──────── EXERCISE DATA ────────

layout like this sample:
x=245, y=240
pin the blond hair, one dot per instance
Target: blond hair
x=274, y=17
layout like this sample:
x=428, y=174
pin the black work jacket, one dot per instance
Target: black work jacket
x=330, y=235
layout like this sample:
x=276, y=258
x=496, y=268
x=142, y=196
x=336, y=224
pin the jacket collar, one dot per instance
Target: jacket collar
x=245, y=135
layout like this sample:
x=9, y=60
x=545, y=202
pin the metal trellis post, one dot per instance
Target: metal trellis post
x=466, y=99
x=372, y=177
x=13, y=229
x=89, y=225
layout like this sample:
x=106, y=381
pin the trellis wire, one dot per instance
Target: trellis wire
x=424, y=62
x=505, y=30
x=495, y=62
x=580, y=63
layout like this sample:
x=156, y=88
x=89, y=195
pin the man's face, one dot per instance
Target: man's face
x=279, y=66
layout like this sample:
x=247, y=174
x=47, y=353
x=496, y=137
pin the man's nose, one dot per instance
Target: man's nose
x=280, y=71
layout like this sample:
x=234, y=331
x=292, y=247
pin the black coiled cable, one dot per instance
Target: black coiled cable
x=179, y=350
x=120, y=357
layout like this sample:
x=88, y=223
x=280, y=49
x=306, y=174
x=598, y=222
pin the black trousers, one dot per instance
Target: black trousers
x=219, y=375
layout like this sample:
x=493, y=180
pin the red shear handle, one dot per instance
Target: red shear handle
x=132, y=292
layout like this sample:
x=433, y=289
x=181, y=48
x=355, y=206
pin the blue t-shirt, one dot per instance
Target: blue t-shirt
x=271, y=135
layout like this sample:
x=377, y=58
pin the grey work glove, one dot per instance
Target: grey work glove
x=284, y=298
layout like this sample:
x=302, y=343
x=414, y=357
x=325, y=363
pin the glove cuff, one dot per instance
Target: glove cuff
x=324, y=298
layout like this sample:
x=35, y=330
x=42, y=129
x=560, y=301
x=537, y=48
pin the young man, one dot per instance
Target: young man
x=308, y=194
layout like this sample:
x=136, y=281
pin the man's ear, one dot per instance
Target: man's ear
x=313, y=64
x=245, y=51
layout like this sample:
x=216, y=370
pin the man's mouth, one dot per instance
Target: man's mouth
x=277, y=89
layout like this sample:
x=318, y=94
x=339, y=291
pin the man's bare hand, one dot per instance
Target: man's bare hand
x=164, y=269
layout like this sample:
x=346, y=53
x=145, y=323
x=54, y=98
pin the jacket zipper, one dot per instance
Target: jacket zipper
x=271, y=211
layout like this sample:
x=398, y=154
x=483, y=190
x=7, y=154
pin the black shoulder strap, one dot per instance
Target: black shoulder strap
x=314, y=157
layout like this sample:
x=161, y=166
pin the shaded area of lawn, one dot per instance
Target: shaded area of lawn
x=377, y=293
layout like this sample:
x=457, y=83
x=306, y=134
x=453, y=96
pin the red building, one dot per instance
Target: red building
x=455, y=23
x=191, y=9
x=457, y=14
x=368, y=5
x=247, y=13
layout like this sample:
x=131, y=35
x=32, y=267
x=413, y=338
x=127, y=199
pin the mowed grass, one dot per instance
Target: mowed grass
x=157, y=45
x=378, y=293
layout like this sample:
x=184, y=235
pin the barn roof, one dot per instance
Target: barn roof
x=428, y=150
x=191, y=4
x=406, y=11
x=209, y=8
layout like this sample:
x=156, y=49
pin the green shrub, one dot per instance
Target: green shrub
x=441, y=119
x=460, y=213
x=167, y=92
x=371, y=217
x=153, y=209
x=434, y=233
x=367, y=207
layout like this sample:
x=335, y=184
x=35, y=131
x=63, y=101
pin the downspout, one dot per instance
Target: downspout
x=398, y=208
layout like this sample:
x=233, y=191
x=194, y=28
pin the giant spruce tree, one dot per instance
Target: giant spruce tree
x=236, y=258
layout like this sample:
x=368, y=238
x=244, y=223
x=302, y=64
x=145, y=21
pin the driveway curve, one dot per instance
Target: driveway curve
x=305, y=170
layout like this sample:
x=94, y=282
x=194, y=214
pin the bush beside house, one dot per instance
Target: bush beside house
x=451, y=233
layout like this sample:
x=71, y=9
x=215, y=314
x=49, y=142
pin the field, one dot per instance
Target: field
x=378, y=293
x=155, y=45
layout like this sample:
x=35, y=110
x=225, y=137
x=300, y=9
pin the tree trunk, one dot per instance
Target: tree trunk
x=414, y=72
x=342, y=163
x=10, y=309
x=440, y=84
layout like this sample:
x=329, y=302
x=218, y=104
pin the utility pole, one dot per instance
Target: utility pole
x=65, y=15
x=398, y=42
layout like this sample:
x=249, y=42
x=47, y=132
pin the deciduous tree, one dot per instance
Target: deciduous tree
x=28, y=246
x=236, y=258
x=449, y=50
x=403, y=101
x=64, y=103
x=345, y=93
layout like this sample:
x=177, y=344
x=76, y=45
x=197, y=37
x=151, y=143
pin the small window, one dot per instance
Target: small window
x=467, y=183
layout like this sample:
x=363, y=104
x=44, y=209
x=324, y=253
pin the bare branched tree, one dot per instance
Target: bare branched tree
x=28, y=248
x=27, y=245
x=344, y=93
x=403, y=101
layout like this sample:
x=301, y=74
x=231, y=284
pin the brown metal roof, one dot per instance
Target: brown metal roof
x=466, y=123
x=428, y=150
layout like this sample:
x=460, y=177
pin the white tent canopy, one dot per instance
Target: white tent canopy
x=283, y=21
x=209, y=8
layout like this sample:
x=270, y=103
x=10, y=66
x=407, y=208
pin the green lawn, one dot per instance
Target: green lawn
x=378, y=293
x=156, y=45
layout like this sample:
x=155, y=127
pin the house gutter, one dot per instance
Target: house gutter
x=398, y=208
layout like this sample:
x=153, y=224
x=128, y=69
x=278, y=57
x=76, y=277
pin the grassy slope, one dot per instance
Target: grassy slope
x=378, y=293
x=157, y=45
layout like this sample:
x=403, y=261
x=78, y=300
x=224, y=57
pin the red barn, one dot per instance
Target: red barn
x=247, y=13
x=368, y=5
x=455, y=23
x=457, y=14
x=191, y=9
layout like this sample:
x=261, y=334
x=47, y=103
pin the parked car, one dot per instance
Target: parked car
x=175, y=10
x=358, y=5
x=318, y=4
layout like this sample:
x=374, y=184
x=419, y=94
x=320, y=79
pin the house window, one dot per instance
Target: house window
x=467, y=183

────────
──────── EXERCISE DATA ────────

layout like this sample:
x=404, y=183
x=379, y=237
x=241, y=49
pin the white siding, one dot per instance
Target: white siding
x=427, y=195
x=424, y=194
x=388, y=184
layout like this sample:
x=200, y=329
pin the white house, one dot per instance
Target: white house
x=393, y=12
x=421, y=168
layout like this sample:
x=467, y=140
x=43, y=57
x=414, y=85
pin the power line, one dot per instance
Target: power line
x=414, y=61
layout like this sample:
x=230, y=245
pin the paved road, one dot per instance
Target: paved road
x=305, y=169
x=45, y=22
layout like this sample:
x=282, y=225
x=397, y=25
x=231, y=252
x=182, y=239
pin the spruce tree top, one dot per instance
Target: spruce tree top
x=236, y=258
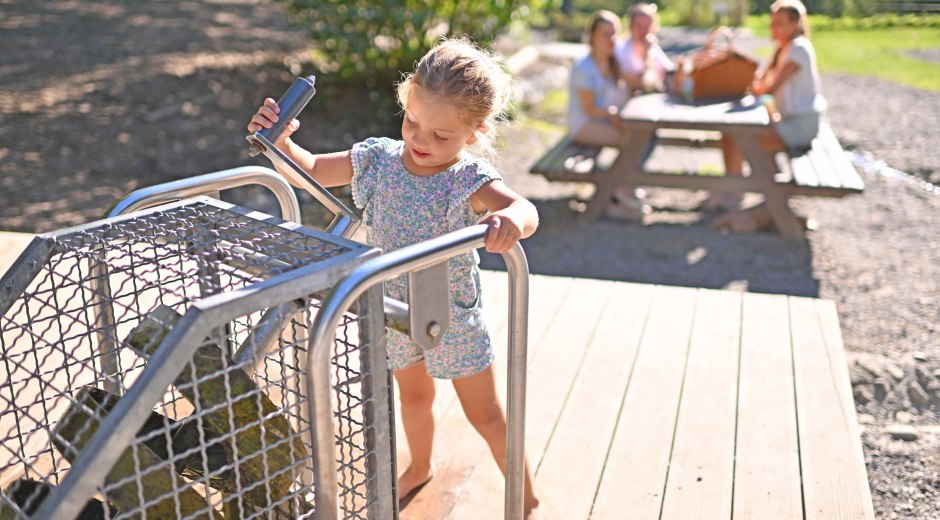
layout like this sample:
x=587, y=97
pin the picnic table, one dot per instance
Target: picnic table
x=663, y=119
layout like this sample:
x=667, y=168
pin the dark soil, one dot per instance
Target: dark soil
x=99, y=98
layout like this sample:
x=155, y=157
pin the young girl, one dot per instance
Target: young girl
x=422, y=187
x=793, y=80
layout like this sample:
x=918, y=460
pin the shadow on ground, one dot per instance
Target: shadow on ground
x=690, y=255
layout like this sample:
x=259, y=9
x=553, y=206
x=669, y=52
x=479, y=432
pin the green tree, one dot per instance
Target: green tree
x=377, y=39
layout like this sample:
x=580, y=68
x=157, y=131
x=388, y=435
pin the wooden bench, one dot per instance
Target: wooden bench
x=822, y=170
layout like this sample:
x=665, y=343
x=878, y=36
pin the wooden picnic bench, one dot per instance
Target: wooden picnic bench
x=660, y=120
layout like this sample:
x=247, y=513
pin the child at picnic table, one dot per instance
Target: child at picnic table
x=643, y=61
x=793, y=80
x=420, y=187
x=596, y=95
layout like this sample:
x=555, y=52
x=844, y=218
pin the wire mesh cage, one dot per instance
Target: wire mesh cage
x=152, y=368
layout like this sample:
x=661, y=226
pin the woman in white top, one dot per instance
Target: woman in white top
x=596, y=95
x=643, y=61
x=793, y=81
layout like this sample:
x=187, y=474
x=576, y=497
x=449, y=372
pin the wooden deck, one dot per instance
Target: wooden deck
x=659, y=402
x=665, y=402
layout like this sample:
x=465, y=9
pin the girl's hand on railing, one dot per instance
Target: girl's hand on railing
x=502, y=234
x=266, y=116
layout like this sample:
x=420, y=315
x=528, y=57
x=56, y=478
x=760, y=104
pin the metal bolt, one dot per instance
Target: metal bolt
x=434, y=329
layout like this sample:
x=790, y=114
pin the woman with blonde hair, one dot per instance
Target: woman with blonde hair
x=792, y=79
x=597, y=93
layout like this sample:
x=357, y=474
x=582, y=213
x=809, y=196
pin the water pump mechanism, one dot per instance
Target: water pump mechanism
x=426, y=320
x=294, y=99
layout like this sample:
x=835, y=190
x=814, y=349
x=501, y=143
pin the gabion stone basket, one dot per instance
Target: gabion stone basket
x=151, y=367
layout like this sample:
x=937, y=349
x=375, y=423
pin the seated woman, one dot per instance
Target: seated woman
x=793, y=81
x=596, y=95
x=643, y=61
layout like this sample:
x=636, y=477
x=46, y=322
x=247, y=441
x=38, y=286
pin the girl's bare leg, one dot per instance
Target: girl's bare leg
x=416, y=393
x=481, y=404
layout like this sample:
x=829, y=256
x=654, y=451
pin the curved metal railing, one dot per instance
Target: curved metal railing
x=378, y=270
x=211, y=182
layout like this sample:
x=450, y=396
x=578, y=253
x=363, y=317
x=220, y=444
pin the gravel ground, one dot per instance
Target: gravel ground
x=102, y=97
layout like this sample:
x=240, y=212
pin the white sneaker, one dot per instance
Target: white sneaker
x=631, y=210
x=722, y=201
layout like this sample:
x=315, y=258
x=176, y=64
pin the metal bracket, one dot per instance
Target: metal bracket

────────

WHAT YOU WILL DO
Please copy all lines of the listing in which the string "bracket" occurs.

SOLUTION FOR THIS TASK
pin the metal bracket, one dot per instance
Target: metal bracket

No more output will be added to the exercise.